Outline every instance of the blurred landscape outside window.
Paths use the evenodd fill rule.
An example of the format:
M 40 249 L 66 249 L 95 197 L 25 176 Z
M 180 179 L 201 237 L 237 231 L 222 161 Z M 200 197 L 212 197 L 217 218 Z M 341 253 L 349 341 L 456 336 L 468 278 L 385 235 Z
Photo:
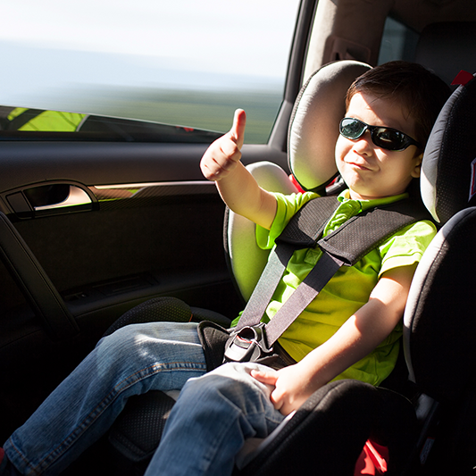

• Problem:
Rewrite the records above, replacing "blurred landscape" with "hazy scenery" and keeping everything else unchanged. Leave the pictures out.

• Answer to this task:
Outline every instance of the hazy scenery outside window.
Paths use the evenodd fill rule.
An example of the format:
M 40 249 L 66 249 L 95 197 L 25 176 Z
M 180 179 L 201 237 L 237 231 L 222 161 Z M 200 197 L 212 197 L 217 218 Z M 341 253 L 349 341 L 456 336 L 468 278 L 385 235 Z
Photo:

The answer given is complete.